= Pagina =

------------------------------------------------------------------------

Le deduzioni statistiche valide sono importanti per prendere decisioni personali e sociali. Ma la statistica può essere soggetta a interpretazioni sbagliate. Alcune affermazioni basate sui dati possono sembrare valide, ma sono in realtà errori involontari o menzogne volute.
Ormai per capire i vari aspetti della società siamo chiamati ad assorbire ed interpretare una grande mole di dati. Tuttavia immagino che pochi di voi si soffermino a chiedersi da dove arrivino quei numeri o come vengono calcolati. Anzi, molto spesso quantità massiccia d’informazione genera solo più scetticismo che altro.
Usare la statistica in modo improprio: il noto caso del Literary Digest
La fama di tale giornale statunitense perdura nel tempo solo grazie ad una cantonata statistica di cui si macchiò nel 1936 e che manterrà vivo “The Literary Digest” nei testi statistici per generazioni e generazioni. L’occasione furono le elezioni presidenziali statunitensi del 1936 di cui il giornale si era prefissato lo scopo di prevederne l’esito. I due candidati erano Franklin Delano Roosvelt e Alfred Landon. La rivista spedì agli elettori in tutta la nazione milioni di questionari. I dati erano chiari e la previsione fu annunciata con sicurezza: Landon avrebbe vinto, e avrebbe vinto comodamente con il 57% del voto popolare.
Tuttavia non ricorderete di aver studiato sui libri di storia il Presidente Landon…per la semplicissima ragione che Landon non vinse. Le previsioni di “The Literary Digest” furono corrette solo in un aspetto: l’elezione fu effettivamente una vittoria schiacciante, ma nell’altro verso: 62% del voto popolare per Roosvelt.
Come fecero gli (ex) statistici della rivista a sbagliare così clamorosamente? Chiesero le opinioni alle persone sbagliate. Furono spediti 10 milioni di questionari e ne furono restituiti 2 milioni. Ma, chi può dire che le persone che rispediscono un questionario siano un campione rappresentativo della popolazione?
Indagine campionaria
“The Literary Digest” commise l’errore di raccogliere le informazioni da fonti distorte, selezionate senza un criterio statistico.
Per conoscere, commentare o interpretare un fenomeno è necessario poterlo osservare. Ma un elemento critico del processo di acquisizione dei dati è costituito dal fatto che molto spesso (quasi sempre in realtà) la rilevazione completa di un fenomeno richiede costi e tempi proibitivi. Le uniche indagini statistiche che prevedono una rilevazione completa dei dati sono i famosi censimenti, che l’Istituto Nazionale di Statistica (Istat) compie ogni 10 anni, e i quali richiedono però uno sforzo notevole.

------------------------------------------------------------------------

= Dati forniti =
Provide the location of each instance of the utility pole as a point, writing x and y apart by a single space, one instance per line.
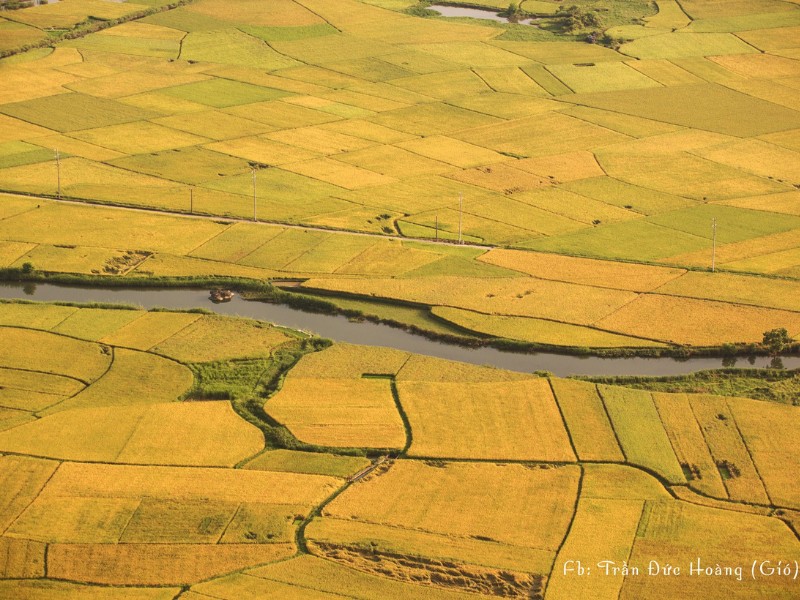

------------------------------------------------------------------------

= Dettagli del problema =
Per ciascuna affermazione indichi se concorda con la pagina, rispondendo sì o no e riportando tra virgolette le parole della pagina che lo stabiliscono. 1. Il Literary Digest prevedeva per Landon una vittoria con il 57% del voto popolare. 2. Dei questionari spediti dalla rivista ne fu restituita la metà. 3. L'Istat svolge i censimenti ogni cinque anni.

= Risposta al quesito =
1. Sì: "Landon avrebbe vinto, e avrebbe vinto comodamente con il 57% del voto popolare."
2. No: "Furono spediti 10 milioni di questionari e ne furono restituiti 2 milioni."
3. No: "i famosi censimenti, che l’Istituto Nazionale di Statistica (Istat) compie ogni 10 anni"